### Source
··········

Nov 04 '22 16:11 Kerollmops

With respect, @sgued's review is incorrect. LMDB's API is fully compliant with AEAD APIs and the code already provides an example implementation thereof.

https://github.com/LMDB/lmdb/blob/mdb.master3/libraries/liblmdb/crypto.c https://github.com/LMDB/lmdb/blob/mdb.master3/libraries/liblmdb/mtest_enc2.c

The LMDB checksum API is only for use when you only want a checksum and no encryption.

Nov 04 '22 17:11 hyc

Oh, sorry, I was mislead by the documentation:

The result must be the same number of bytes as the input.
@param[in] src The input data to be transformed.
@param[out] dst Storage for the result.
@param[in] key An array of three values: key[0] is the encryption key,
key[1] is the initialization vector, and key[2] is the authentication
data, if any.

That doesn't leave any place for outputting the authentication tag, and given that MDB_sum_func also takes a key as an argument I jumped to conclusions.

Looking at your example it appears that key[2] serves as output and input, which is not clear from the docs. It makes more sense to me now. The API looked a bit weird I should have asked for clarifications rather than changing it 😅 sorry.

Nov 04 '22 18:11 sgued

Thank you very much Howard, for your intervention. It is much appreciated 🔥

Thank you @sgued, for helping me. Could you help me understand and design a good interface on top of LMDB? Can I ask the user to give me an AeadMutInPlace object? It looks complex because this trait asks for a &mut self, and LMDB doesn't seem to let the user pass any user data.

··········

### Data shown

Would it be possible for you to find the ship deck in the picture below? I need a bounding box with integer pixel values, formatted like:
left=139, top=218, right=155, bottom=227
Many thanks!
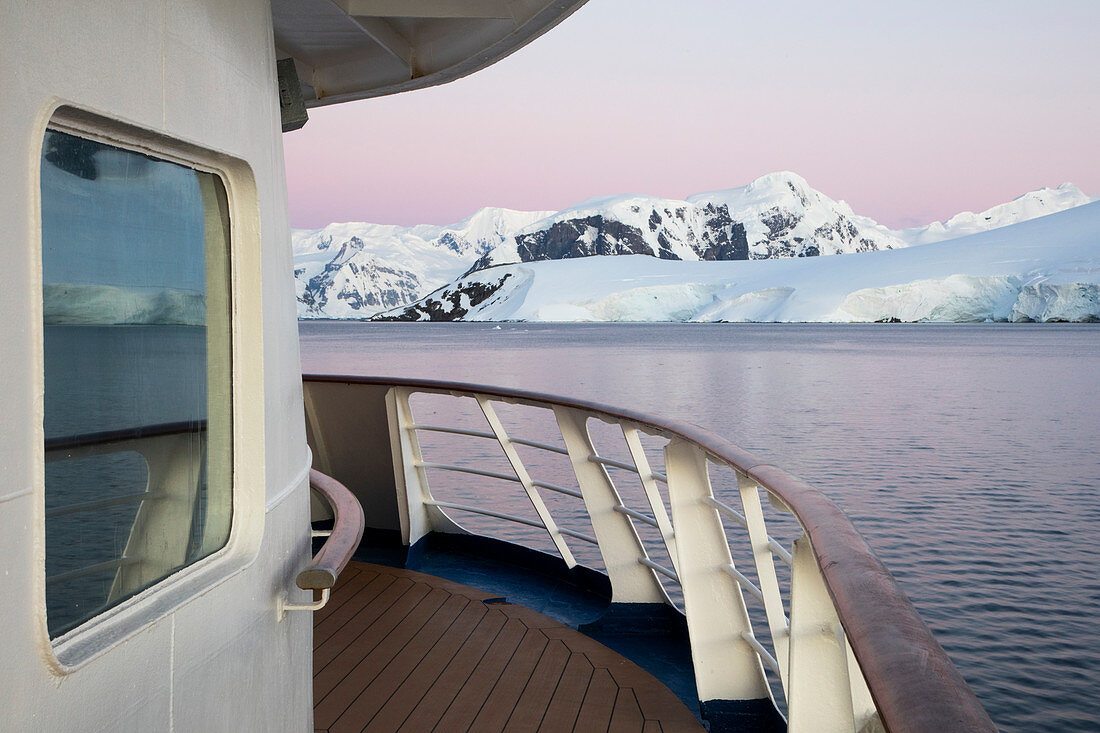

··········

### Problem set
• A. In the thread on LMDB's encryption API, what is the LMDB checksum API meant for?
• B. In the LMDB encryption thread, take the part that opens with the words containing "Looking at your" and closes with "it 😅 sorry.", and rewrite it with "docs" swapped for "documentation".
• C. Extend the thread on LMDB's encryption API with a further post after its last one.

### Answers provided
• A. It is only for use when you want a checksum and no encryption.

• B.
Looking at your example it appears that key[2] serves as output and input, which is not clear from the documentation. It makes more sense to me now. The API looked a bit weird I should have asked for clarifications rather than changing it 😅 sorry.

• C.
According to Howard's analysis, I conclude that I should remove the comment I added about preferring encryption with checksum and interpret the checksum error as a wrong password key. Instead, we should be able to use a valid AEAD algorithm that also checksums cryptographically correctly and returns an appropriate error. Am I right?

Nov 05 '22 11:11 Kerollmops

By the way, I would encourage you to copy the interface used in liblmdb/crypto.c and encapsulate it as a dynamic object, the way that sample does. That way the LMDB commandline tools can load your crypto mechanism and operate on your encrypted databases still.

Nov 05 '22 12:11 hyc

Thank you @sgued, for helping me. Could you help me understand and design a good interface on top of LMDB? Can I ask the user to give me an AeadMutInPlace object? It looks complex because this trait asks for a &mut self, and LMDB doesn't seem to let the user pass any user data.

You don't need to pass user data. The KeyInnit trait gives you a new method that allows you to create it directly from the key. Something like that:

use aead::{AeadMutInPlace, Key, KeyInit, Nonce, Tag};

fn encrypt<A: AeadMutInPlace + KeyInit>(
    key: &[u8],
    nonce: &[u8],
    aad: &[u8],
    plaintext: &[u8],
    chipertext_out: &mut [u8],
    auth_out: &mut [u8],
) {
    chipertext_out.copy_from_slice(plaintext);
    let key: &Key<A> = key.try_into().unwrap();
    let nonce: &Nonce<A> = nonce.try_into().unwrap();
    let mut aead = A::new(key);
    let tag = aead
        .encrypt_in_place_detached(nonce, aad, chipertext_out)
        .unwrap();
    auth_out.copy_from_slice(&tag);
}

fn decrypt<A: AeadMutInPlace + KeyInit>(
    key: &[u8],
    nonce: &[u8],
    aad: &[u8],
    chipher_text: &[u8],
    output: &mut [u8],
    auth_in: &[u8],
) -> bool {
    output.copy_from_slice(chipher_text);
    let key: &Key<A> = key.try_into().unwrap();
    let nonce: &Nonce<A> = nonce.try_into().unwrap();
    let tag: &Tag<A> = auth_in.try_into().unwrap();
    let mut aead = A::new(key);
    aead.decrypt_in_place_detached(nonce, aad, output, tag)
        .is_ok()
}

fn with_chacha() {
    use aead::{generic_array::typenum::Unsigned, AeadCore, KeySizeUser};
    use chacha20poly1305::ChaCha20Poly1305;
    let mut pl = [1; 1024];
    let aad = [];
    let mut ciphertext = [0; 1024];
    // AeadCore and KeySizeUser are required for all T: AeadMutInPlace + KeyInnit, so you can use them to get the size of the key/tag/nonce.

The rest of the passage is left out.